__DIE AUFGABE__
Wie lautet die aktualisierte Fassung des Berichts über das Icktener Bachtal, wenn Sie bei der Stelle mit den Worten „Der Grund: Die“ beginnen, nach „die SPD aus.“ aufhören und darin „unerträglicher“ durch „unverhältnismäßiger“ ersetzen?

__QUELLE__
+ + + +

Essen-Kettwig. Eindeutige Entscheidung im Planungsausschuss: Das Icktener Bachtal soll bebaut werden. Warum die SPD dafür stimmt und wie die IG Ickten reagiert.

Gekämpft, über Jahre hinweg, und dann dieses Ergebnis: Die Interessengemeinschaft (IG) Ickten musste am Donnerstag (15. September) auf der Zuhörerempore im Essener Ratssaal miterleben, wie die Mitglieder des Ausschusses für Stadtentwicklung, -planung und Bauen (ASPB) dem Bebauungsplan „Icktener Straße (ehemals Tennisanlage)“ zugestimmt haben. Lediglich die Tierschutzpartei und die Linken votierten dagegen, die AfD enthielt sich der Stimme.

„Eine Katastrophe“, kommentiert Gunter Zimmermeyer, erster Vorsitzender der IG Ickten, den Beschluss, der nun als Empfehlung an den Stadtrat geht. Dieser entscheidet am 28. September über die Sachlage.

Demonstration mit Megafon vor dem Rathaus

Einige Mitglieder der IG Ickten und Estelle Fritz, Sprecherin des Bündnisses Grüne Lungen Essen, hatten vor der Sitzung des Fachgremiums am frühen Nachmittag nochmals Flagge gezeigt: mit Plakaten und Bannern vor dem Rathaus. Mit dem Steigerlied und per Megafon machten sie ihrem Unmut Luft: „Die Grünen und die CDU, betonieren Ickten zu!“

Da waren die Icktener noch davon ausgegangen, dass ihnen zumindest die Sozialdemokraten den Rücken stärken würden. Immerhin hatte die SPD-Fraktion bei der vorhergehenden ASPB-Sitzung Anfang September wegen Beratungsbedarfs eine Vertagung des Tagesordnungspunktes „B-Plan ehemalige Tennisanlage“ beantragt.

Im Laufe von zwölf Jahren zugewachsen: das Gelände des ehemaligen Tennisplatzes in Kettwig-Ickten.
Im Laufe von zwölf Jahren zugewachsen: das Gelände des ehemaligen Tennisplatzes in Kettwig-Ickten. © FUNKE Foto Services | Oliver Müller

Der Grund: Die Genossen aus der Bezirksvertretung IX hatten sich gegen den Bebauungsplan ausgesprochen. SPD-Vertreter Heinz Schnetger hatte damals auf die Vielzahl der Einsprüche gegen eine Bebauung hingewiesen. Auch fehle die Verhältnismäßigkeit: „Für höchstens 30 Wohnungen wurde hier ein unerträglicher Aufwand getrieben. Man muss vorgenutzte Flächen nicht weiternutzen, man kann den Icktener Bach renaturieren.“

Das war selbst für den Vorsitzenden überraschend

Am Donnerstag im Rathaus ergriff hingegen keiner aus der SPD-Fraktion das Wort. Während Holger Ackermann (Tierschutzpartei) und Wolfgang Freye (Die Linke) Plädoyers für den Erhalt des auf der Brache entstandenen Grünzuges hielten, auf vier Dürresommer, Klimaveränderungen und „den unschätzbaren Wert eines solchen Bachtals für den Stadtteil Kettwig“ hinwiesen, schwieg sich die SPD aus.

+ + + +

__DATENAUSZUG__
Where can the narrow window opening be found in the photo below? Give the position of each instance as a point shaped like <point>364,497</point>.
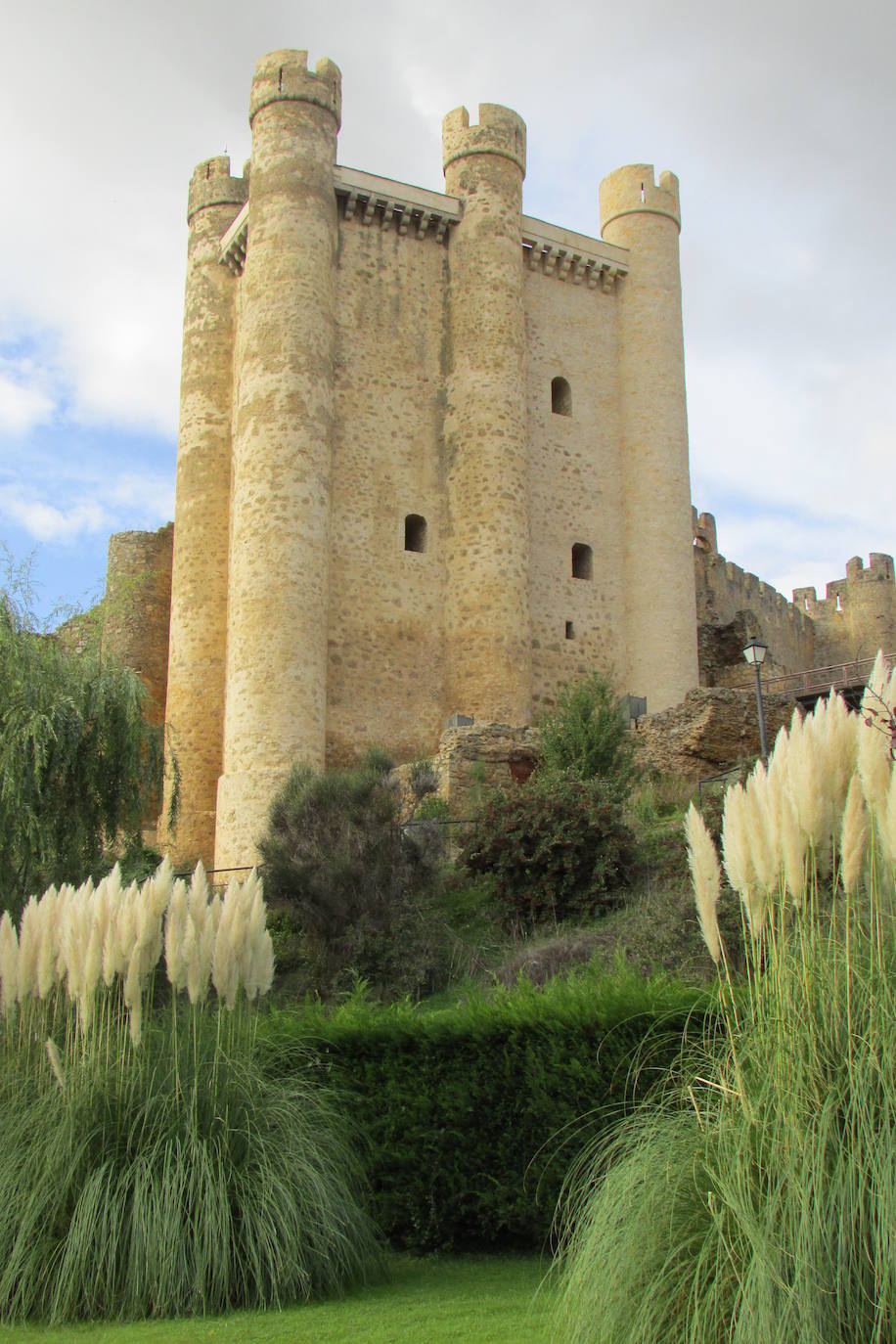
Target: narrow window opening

+ + + +

__ERGEBNIS DER AUFGABE__
Der Grund: Die Genossen aus der Bezirksvertretung IX hatten sich gegen den Bebauungsplan ausgesprochen. SPD-Vertreter Heinz Schnetger hatte damals auf die Vielzahl der Einsprüche gegen eine Bebauung hingewiesen. Auch fehle die Verhältnismäßigkeit: „Für höchstens 30 Wohnungen wurde hier ein unverhältnismäßiger Aufwand getrieben. Man muss vorgenutzte Flächen nicht weiternutzen, man kann den Icktener Bach renaturieren.“

Das war selbst für den Vorsitzenden überraschend

Am Donnerstag im Rathaus ergriff hingegen keiner aus der SPD-Fraktion das Wort. Während Holger Ackermann (Tierschutzpartei) und Wolfgang Freye (Die Linke) Plädoyers für den Erhalt des auf der Brache entstandenen Grünzuges hielten, auf vier Dürresommer, Klimaveränderungen und „den unschätzbaren Wert eines solchen Bachtals für den Stadtteil Kettwig“ hinwiesen, schwieg sich die SPD aus.